(Data items)
—————
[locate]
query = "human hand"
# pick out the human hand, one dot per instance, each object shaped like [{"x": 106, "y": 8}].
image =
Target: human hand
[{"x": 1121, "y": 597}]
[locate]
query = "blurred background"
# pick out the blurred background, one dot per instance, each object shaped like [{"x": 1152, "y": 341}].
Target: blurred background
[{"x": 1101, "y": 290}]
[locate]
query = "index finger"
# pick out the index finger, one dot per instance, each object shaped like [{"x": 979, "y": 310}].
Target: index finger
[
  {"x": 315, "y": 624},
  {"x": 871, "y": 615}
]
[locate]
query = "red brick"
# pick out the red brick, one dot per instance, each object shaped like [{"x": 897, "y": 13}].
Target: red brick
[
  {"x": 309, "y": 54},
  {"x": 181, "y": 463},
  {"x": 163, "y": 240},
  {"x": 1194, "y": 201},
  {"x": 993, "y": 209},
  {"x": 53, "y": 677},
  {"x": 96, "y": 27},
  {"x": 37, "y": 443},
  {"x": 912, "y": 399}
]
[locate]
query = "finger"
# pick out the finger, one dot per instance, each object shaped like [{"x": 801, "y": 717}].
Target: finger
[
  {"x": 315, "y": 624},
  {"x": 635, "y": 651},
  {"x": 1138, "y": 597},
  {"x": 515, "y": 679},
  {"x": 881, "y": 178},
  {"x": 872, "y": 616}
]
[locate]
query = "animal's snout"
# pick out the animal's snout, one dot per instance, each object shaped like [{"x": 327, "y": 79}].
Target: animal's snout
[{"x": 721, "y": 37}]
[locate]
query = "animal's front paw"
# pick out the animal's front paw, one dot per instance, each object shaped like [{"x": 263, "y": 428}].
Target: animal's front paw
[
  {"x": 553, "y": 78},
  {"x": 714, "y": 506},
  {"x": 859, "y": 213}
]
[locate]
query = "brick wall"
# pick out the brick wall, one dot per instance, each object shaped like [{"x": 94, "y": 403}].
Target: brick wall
—————
• Your objective: A word-for-word copy of the data above is the goal, so set it all down again.

• Result of this task:
[locate]
query = "human hand"
# pick out the human hand, one dot per instance, each object shaped like [{"x": 106, "y": 8}].
image =
Target: human hand
[{"x": 1121, "y": 597}]
[locate]
query = "blurred background"
# pick out the blurred background, one dot per instance, each object shaped like [{"x": 1152, "y": 341}].
Target: blurred background
[{"x": 1101, "y": 290}]
[locate]
query = "index finger"
# pick out the index finger, one dot per instance, each object shaped like [{"x": 979, "y": 310}].
Target: index finger
[
  {"x": 315, "y": 624},
  {"x": 871, "y": 615}
]
[locate]
query = "red brick"
# pick out the red brick, one dot per instance, each object shaped like [{"x": 897, "y": 13}].
Target: red brick
[
  {"x": 309, "y": 54},
  {"x": 181, "y": 463},
  {"x": 163, "y": 240},
  {"x": 1194, "y": 201},
  {"x": 993, "y": 209},
  {"x": 53, "y": 677},
  {"x": 96, "y": 27},
  {"x": 37, "y": 443},
  {"x": 912, "y": 399}
]
[locate]
query = "finger"
# pick out the finger, one dot per instance, each object shaped like [{"x": 801, "y": 717}].
Target: finger
[
  {"x": 315, "y": 624},
  {"x": 635, "y": 651},
  {"x": 1138, "y": 597},
  {"x": 515, "y": 679},
  {"x": 881, "y": 178},
  {"x": 872, "y": 616}
]
[locate]
query = "animal's snout"
# pick out the animal's snout, one dot per instance, each object shaped like [{"x": 327, "y": 79}].
Target: animal's snout
[{"x": 721, "y": 37}]
[locate]
query = "animal's front paw"
# pick out the animal's front paw, one dot per instance, each object shaped like [{"x": 263, "y": 428}].
Target: animal's front paw
[
  {"x": 553, "y": 78},
  {"x": 714, "y": 506},
  {"x": 859, "y": 213}
]
[locate]
query = "brick wall"
# pick out the brick wall, one dot per instance, each object shaped like [{"x": 94, "y": 403}].
Target: brick wall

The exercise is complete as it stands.